##### Document text
Related Topics
Related Articles
A Lesson On Leading
Y-LEAD participants worship together in Martin ChapelPhoto by Laura Amstutz
By Tom Mitchell
When Kirby Dean addressed his young audience of 30 at Eastern Mennonite Seminary, he spoke with a seasoned sense of urgency.
Dean’s clinic on "Leading with Integrity" on Friday at the Y-LEAD Conference drew from events of his past, including moments that ranged from a memorable sports film to more forgettable flashes.
"The dictionary defines integrity as a firm adherence to a moral code," said Dean, men’s basketball coach at Eastern Mennonite University. "I have my own definition."
Dean’s interpretation of leadership cedes control to one’s conscience.
"It’s doing the right thing when you could easily do the wrong thing and realize that nobody would know the difference," said Dean.
Guests at Dean’s clinic were mostly students spending the week at EMU as participants in Y-LEAD, a 3½-day Christian leadership event geared for Mennonite youth. The program concluded Sunday.
The Y-LEAD conference consisted of various worship, seminars, group interaction and other activities of fellowship held every other year at a Mennonite university or college. Y-LEAD draws students who attend Mennonite high schools in Virginia, Pennsylvania, Ohio and Indiana, as well as students from other schools who attend Mennonite churches.
##########
### Exercise instructions
Reproduce the article about Kirby Dean's clinic at the Y-LEAD Conference word for word, from start to finish. The records play no part in what you need to do.
##### Source data
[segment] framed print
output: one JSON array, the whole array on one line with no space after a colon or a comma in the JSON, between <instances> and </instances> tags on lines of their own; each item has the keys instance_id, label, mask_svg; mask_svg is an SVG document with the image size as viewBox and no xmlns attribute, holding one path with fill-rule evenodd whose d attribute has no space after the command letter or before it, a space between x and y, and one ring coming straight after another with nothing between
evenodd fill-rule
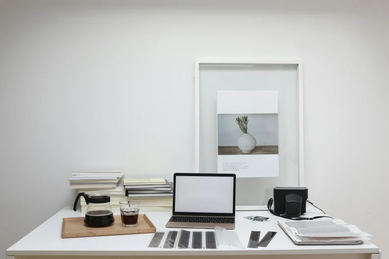
<instances>
[{"instance_id":1,"label":"framed print","mask_svg":"<svg viewBox=\"0 0 389 259\"><path fill-rule=\"evenodd\" d=\"M303 96L299 60L196 59L195 172L235 173L238 205L302 186Z\"/></svg>"}]
</instances>

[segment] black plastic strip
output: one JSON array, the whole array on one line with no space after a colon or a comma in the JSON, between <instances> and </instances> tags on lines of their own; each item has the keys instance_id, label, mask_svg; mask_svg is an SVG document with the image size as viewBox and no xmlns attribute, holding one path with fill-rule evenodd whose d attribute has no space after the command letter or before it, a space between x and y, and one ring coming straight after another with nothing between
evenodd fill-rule
<instances>
[{"instance_id":1,"label":"black plastic strip","mask_svg":"<svg viewBox=\"0 0 389 259\"><path fill-rule=\"evenodd\" d=\"M250 239L248 240L248 248L257 248L258 241L259 241L259 236L261 235L261 231L251 231L250 235Z\"/></svg>"},{"instance_id":2,"label":"black plastic strip","mask_svg":"<svg viewBox=\"0 0 389 259\"><path fill-rule=\"evenodd\" d=\"M190 231L181 230L180 241L178 242L178 248L188 248L189 246L189 237Z\"/></svg>"},{"instance_id":3,"label":"black plastic strip","mask_svg":"<svg viewBox=\"0 0 389 259\"><path fill-rule=\"evenodd\" d=\"M273 238L274 237L274 236L276 235L276 234L277 234L277 232L273 232L272 231L267 232L266 234L265 235L265 236L263 237L263 238L262 239L261 242L258 244L258 246L266 247L267 245L269 245L269 243L270 243L271 240L273 239Z\"/></svg>"},{"instance_id":4,"label":"black plastic strip","mask_svg":"<svg viewBox=\"0 0 389 259\"><path fill-rule=\"evenodd\" d=\"M178 231L169 231L167 233L167 237L163 244L163 248L173 248L175 239L177 238L177 234Z\"/></svg>"},{"instance_id":5,"label":"black plastic strip","mask_svg":"<svg viewBox=\"0 0 389 259\"><path fill-rule=\"evenodd\" d=\"M164 234L165 232L156 232L154 236L153 237L153 239L150 242L150 244L149 244L149 247L153 248L158 247Z\"/></svg>"},{"instance_id":6,"label":"black plastic strip","mask_svg":"<svg viewBox=\"0 0 389 259\"><path fill-rule=\"evenodd\" d=\"M193 231L192 237L192 248L193 249L201 249L203 248L203 237L200 231Z\"/></svg>"},{"instance_id":7,"label":"black plastic strip","mask_svg":"<svg viewBox=\"0 0 389 259\"><path fill-rule=\"evenodd\" d=\"M215 232L205 232L205 248L216 249L216 242L215 240Z\"/></svg>"}]
</instances>

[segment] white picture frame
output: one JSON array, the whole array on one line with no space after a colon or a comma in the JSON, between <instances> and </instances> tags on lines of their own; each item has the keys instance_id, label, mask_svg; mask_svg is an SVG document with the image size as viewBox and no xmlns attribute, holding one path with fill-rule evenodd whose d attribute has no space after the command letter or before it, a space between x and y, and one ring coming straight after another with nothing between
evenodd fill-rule
<instances>
[{"instance_id":1,"label":"white picture frame","mask_svg":"<svg viewBox=\"0 0 389 259\"><path fill-rule=\"evenodd\" d=\"M198 58L195 60L195 172L200 170L200 67L203 65L295 65L298 69L298 159L299 186L304 186L304 83L303 68L299 59L272 60L244 58Z\"/></svg>"}]
</instances>

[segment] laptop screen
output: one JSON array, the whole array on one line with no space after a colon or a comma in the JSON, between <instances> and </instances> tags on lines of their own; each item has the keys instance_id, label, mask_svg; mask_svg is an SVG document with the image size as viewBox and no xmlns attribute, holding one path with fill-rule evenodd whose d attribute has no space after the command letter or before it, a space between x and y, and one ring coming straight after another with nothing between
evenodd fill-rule
<instances>
[{"instance_id":1,"label":"laptop screen","mask_svg":"<svg viewBox=\"0 0 389 259\"><path fill-rule=\"evenodd\" d=\"M233 174L175 174L173 214L234 216L235 179Z\"/></svg>"}]
</instances>

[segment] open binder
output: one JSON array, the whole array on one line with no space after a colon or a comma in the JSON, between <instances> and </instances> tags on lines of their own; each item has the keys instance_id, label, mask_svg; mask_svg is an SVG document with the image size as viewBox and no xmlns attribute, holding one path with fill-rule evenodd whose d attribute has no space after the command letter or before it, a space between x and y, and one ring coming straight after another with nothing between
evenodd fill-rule
<instances>
[{"instance_id":1,"label":"open binder","mask_svg":"<svg viewBox=\"0 0 389 259\"><path fill-rule=\"evenodd\" d=\"M338 219L278 221L296 245L359 245L371 236Z\"/></svg>"}]
</instances>

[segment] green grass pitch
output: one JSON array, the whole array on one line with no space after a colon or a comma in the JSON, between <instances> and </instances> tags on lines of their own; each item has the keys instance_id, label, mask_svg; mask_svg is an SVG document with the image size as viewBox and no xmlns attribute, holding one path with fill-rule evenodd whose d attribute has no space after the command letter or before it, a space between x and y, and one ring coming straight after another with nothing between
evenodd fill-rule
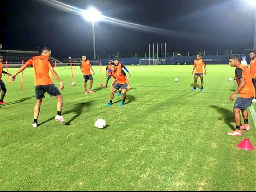
<instances>
[{"instance_id":1,"label":"green grass pitch","mask_svg":"<svg viewBox=\"0 0 256 192\"><path fill-rule=\"evenodd\" d=\"M100 86L105 66L102 81L93 66L94 93L88 95L77 67L75 86L70 67L57 69L66 125L54 121L57 99L46 94L40 125L32 127L33 68L24 72L22 92L21 74L10 85L3 76L10 104L0 106L1 190L256 190L255 151L236 146L245 138L256 145L249 109L251 130L226 135L235 125L229 97L237 85L228 81L234 68L208 65L202 92L199 79L191 91L192 65L128 66L132 89L126 104L119 106L116 94L107 107L111 90ZM101 118L108 124L102 130L94 125Z\"/></svg>"}]
</instances>

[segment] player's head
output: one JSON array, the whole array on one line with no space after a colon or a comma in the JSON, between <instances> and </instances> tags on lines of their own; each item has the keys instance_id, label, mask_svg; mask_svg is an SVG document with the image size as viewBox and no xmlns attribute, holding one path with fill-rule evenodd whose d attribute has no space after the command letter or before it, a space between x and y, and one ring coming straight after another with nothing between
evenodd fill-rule
<instances>
[{"instance_id":1,"label":"player's head","mask_svg":"<svg viewBox=\"0 0 256 192\"><path fill-rule=\"evenodd\" d=\"M47 47L44 47L41 50L41 55L44 55L47 57L50 57L52 51L50 49Z\"/></svg>"},{"instance_id":2,"label":"player's head","mask_svg":"<svg viewBox=\"0 0 256 192\"><path fill-rule=\"evenodd\" d=\"M116 64L112 62L110 64L110 68L111 69L111 71L116 71Z\"/></svg>"},{"instance_id":3,"label":"player's head","mask_svg":"<svg viewBox=\"0 0 256 192\"><path fill-rule=\"evenodd\" d=\"M85 55L83 55L82 56L82 60L83 61L86 61L86 56Z\"/></svg>"},{"instance_id":4,"label":"player's head","mask_svg":"<svg viewBox=\"0 0 256 192\"><path fill-rule=\"evenodd\" d=\"M256 53L254 51L251 51L249 54L249 57L251 59L254 59L256 57Z\"/></svg>"},{"instance_id":5,"label":"player's head","mask_svg":"<svg viewBox=\"0 0 256 192\"><path fill-rule=\"evenodd\" d=\"M237 54L231 55L229 59L229 64L231 67L236 67L240 64L240 57Z\"/></svg>"},{"instance_id":6,"label":"player's head","mask_svg":"<svg viewBox=\"0 0 256 192\"><path fill-rule=\"evenodd\" d=\"M115 59L114 63L116 64L116 65L117 65L117 64L119 63L119 60L116 59Z\"/></svg>"}]
</instances>

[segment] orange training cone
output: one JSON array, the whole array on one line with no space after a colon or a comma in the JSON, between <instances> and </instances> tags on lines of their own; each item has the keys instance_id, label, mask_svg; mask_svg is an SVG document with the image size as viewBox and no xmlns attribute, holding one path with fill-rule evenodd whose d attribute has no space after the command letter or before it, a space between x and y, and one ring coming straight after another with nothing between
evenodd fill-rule
<instances>
[{"instance_id":1,"label":"orange training cone","mask_svg":"<svg viewBox=\"0 0 256 192\"><path fill-rule=\"evenodd\" d=\"M245 150L253 150L255 148L249 139L245 138L238 143L236 147Z\"/></svg>"}]
</instances>

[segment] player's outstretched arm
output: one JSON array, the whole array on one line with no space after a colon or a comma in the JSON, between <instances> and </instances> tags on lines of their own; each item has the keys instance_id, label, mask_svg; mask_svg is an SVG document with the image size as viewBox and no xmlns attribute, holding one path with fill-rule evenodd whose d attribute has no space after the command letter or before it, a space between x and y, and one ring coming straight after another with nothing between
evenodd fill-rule
<instances>
[{"instance_id":1,"label":"player's outstretched arm","mask_svg":"<svg viewBox=\"0 0 256 192\"><path fill-rule=\"evenodd\" d=\"M19 74L22 71L24 71L24 70L27 67L28 67L30 65L30 64L29 63L28 63L27 62L25 64L25 65L23 65L22 67L21 67L18 70L16 71L12 75L12 76L11 77L11 78L12 81L14 81L16 78L16 76Z\"/></svg>"}]
</instances>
##########
### Solution to this task
Related Topics
Related Articles
A Lesson On Leading
Y-LEAD participants worship together in Martin ChapelPhoto by Laura Amstutz
By Tom Mitchell
When Kirby Dean addressed his young audience of 30 at Eastern Mennonite Seminary, he spoke with a seasoned sense of urgency.
Dean’s clinic on "Leading with Integrity" on Friday at the Y-LEAD Conference drew from events of his past, including moments that ranged from a memorable sports film to more forgettable flashes.
"The dictionary defines integrity as a firm adherence to a moral code," said Dean, men’s basketball coach at Eastern Mennonite University. "I have my own definition."
Dean’s interpretation of leadership cedes control to one’s conscience.
"It’s doing the right thing when you could easily do the wrong thing and realize that nobody would know the difference," said Dean.
Guests at Dean’s clinic were mostly students spending the week at EMU as participants in Y-LEAD, a 3½-day Christian leadership event geared for Mennonite youth. The program concluded Sunday.
The Y-LEAD conference consisted of various worship, seminars, group interaction and other activities of fellowship held every other year at a Mennonite university or college. Y-LEAD draws students who attend Mennonite high schools in Virginia, Pennsylvania, Ohio and Indiana, as well as students from other schools who attend Mennonite churches.